Give the data again exactly, stopping after the "Target: boat hull" line.

Dataset excerpts
-=-=-=-=-
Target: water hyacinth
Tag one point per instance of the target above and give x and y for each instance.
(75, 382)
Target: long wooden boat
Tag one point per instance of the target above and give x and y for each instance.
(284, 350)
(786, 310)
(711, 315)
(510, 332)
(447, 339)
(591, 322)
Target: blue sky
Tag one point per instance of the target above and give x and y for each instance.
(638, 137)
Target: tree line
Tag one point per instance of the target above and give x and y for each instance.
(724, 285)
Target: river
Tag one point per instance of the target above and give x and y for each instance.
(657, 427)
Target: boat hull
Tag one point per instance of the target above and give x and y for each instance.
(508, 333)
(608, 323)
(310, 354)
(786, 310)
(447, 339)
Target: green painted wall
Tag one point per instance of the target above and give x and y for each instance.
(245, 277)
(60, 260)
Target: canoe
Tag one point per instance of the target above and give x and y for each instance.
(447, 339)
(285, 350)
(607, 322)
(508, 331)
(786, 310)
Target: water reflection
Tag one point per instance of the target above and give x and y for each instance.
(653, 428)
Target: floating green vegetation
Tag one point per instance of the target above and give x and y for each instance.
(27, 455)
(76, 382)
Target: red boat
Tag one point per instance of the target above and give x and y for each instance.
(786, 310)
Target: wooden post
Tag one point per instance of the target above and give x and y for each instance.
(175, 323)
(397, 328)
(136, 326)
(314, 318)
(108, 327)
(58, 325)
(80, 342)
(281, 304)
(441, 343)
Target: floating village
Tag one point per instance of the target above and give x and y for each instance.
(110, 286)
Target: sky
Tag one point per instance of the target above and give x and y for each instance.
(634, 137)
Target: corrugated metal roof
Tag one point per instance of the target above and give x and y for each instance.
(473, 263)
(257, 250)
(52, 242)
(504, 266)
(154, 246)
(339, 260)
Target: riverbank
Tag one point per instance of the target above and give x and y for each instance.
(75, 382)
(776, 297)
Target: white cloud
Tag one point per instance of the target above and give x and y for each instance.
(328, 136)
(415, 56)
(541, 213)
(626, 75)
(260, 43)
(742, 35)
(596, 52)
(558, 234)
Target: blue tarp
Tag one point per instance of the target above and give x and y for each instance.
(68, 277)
-=-=-=-=-
▸ **RESULT**:
Target: water hyacinth
Tag one point per instance of the target above and give x and y for each instance.
(75, 382)
Target: long wooden boat
Tag one point per instance of the target above and give x and y for each instance.
(284, 350)
(786, 310)
(711, 315)
(510, 332)
(447, 339)
(591, 322)
Target: blue sky
Tag one point per instance of the target above and give x and y for each instance.
(638, 137)
Target: tree line
Tag one point per instance of the target above and give x and y for each instance.
(724, 285)
Target: river
Tag one point per instance of the target above and give x and y for each instance.
(657, 427)
Target: boat hull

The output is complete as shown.